*Work task:* Reproduce every item below word for word, leaving each line unchanged.

%%

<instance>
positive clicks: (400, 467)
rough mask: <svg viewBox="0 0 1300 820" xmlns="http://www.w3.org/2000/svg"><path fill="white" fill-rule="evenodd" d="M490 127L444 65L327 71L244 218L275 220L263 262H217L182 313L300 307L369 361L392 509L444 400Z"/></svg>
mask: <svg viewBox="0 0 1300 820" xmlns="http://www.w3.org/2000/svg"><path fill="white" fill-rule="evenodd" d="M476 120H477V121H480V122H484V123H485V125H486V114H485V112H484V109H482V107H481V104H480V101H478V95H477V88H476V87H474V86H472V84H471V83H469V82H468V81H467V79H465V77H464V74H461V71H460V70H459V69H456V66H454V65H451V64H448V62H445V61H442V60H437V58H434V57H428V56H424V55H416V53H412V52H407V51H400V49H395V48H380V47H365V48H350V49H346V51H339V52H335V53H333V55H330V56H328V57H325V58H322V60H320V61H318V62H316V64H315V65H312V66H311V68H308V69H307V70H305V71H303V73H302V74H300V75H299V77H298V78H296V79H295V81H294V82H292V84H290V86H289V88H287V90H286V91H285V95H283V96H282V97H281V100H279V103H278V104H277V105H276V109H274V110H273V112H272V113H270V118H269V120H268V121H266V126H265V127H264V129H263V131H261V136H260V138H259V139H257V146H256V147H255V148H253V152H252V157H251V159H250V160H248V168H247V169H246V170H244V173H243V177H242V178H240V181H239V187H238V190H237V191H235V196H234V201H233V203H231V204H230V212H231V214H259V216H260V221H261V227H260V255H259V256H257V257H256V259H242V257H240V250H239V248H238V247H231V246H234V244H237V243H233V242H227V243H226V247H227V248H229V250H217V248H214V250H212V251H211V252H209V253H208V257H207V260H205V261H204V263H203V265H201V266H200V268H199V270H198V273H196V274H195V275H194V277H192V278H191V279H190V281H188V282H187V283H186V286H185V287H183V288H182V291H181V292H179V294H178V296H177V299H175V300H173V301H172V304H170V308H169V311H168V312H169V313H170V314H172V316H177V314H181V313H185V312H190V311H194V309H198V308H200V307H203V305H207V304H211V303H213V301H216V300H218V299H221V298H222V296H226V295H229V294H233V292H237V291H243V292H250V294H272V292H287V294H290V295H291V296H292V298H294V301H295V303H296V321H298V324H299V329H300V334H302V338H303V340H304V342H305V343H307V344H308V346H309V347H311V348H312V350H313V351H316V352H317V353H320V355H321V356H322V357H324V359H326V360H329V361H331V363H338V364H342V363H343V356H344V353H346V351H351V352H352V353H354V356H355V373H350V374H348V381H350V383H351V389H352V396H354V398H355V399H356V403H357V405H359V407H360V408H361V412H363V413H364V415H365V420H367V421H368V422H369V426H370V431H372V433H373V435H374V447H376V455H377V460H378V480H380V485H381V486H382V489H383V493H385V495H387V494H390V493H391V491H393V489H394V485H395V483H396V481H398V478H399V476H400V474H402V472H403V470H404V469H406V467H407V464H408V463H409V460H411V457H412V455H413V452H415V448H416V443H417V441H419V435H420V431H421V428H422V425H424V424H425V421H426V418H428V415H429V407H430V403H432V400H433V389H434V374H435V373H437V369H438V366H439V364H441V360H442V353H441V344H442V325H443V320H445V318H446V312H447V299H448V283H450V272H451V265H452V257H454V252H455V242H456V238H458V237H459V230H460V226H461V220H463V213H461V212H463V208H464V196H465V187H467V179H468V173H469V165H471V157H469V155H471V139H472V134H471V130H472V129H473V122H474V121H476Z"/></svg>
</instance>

%%

*Answer box:*
<instance>
positive clicks: (400, 467)
rough mask: <svg viewBox="0 0 1300 820" xmlns="http://www.w3.org/2000/svg"><path fill="white" fill-rule="evenodd" d="M490 127L444 65L327 71L244 218L275 220L263 262H217L182 313L300 307L369 361L392 509L444 400Z"/></svg>
mask: <svg viewBox="0 0 1300 820" xmlns="http://www.w3.org/2000/svg"><path fill="white" fill-rule="evenodd" d="M476 120H477V121H480V122H484V123H485V125H486V114H485V112H484V109H482V107H481V104H480V101H478V95H477V88H476V87H474V86H472V84H471V83H469V82H468V81H467V79H465V77H464V74H461V71H460V70H459V69H456V66H454V65H451V64H448V62H445V61H442V60H437V58H434V57H428V56H424V55H416V53H412V52H407V51H400V49H395V48H380V47H365V48H350V49H346V51H339V52H335V53H333V55H330V56H328V57H325V58H322V60H320V61H318V62H316V64H315V65H312V66H311V68H308V69H307V70H305V71H303V73H302V74H300V75H299V77H298V78H296V79H295V81H294V82H292V84H290V86H289V88H287V90H286V91H285V95H283V96H282V97H281V100H279V103H278V104H277V105H276V109H274V110H273V112H272V113H270V118H269V120H268V121H266V126H265V127H264V129H263V131H261V136H260V138H259V139H257V146H256V147H255V148H253V152H252V157H251V159H250V160H248V168H247V169H246V170H244V173H243V177H242V178H240V181H239V187H238V190H237V191H235V196H234V201H233V203H231V204H230V212H231V214H259V216H260V221H261V227H260V255H259V256H257V257H256V259H242V257H240V250H239V248H238V247H231V246H234V244H237V243H233V242H227V243H226V247H227V248H229V250H217V248H214V250H212V251H211V252H209V253H208V257H207V260H205V261H204V263H203V265H201V266H200V268H199V270H198V273H196V274H195V275H194V277H192V278H191V279H190V281H188V282H187V283H186V286H185V287H183V288H182V291H181V292H179V294H178V296H177V299H175V300H173V301H172V304H170V308H169V311H168V312H169V313H170V314H172V316H177V314H181V313H185V312H190V311H194V309H198V308H200V307H203V305H207V304H211V303H213V301H216V300H218V299H221V298H222V296H226V295H229V294H233V292H237V291H243V292H250V294H272V292H287V294H290V295H291V296H292V298H294V301H295V303H296V321H298V324H299V329H300V334H302V338H303V340H304V342H305V343H307V344H308V346H309V347H311V348H312V350H313V351H316V352H317V353H320V355H321V356H322V357H324V359H326V360H329V361H331V363H338V364H342V363H343V356H344V353H346V351H351V352H352V353H354V356H355V373H350V374H348V381H350V383H351V389H352V396H354V398H355V399H356V403H357V405H359V407H360V408H361V412H363V413H364V415H365V420H367V421H368V422H369V426H370V431H372V433H373V435H374V447H376V455H377V460H378V480H380V485H381V486H382V489H383V493H385V495H387V494H390V493H391V491H393V489H394V485H395V483H396V481H398V478H399V476H400V474H402V472H403V470H404V469H406V467H407V464H408V463H409V460H411V457H412V455H413V452H415V448H416V443H417V441H419V435H420V431H421V428H422V425H424V424H425V421H426V418H428V415H429V407H430V403H432V400H433V389H434V374H435V373H437V369H438V366H439V364H441V360H442V353H441V344H442V325H443V320H445V318H446V312H447V299H448V283H450V272H451V265H452V257H454V252H455V242H456V238H458V237H459V230H460V226H461V220H463V213H461V212H463V208H464V196H465V187H467V179H468V173H469V165H471V157H469V155H471V139H472V134H471V130H472V129H473V122H474V121H476Z"/></svg>
</instance>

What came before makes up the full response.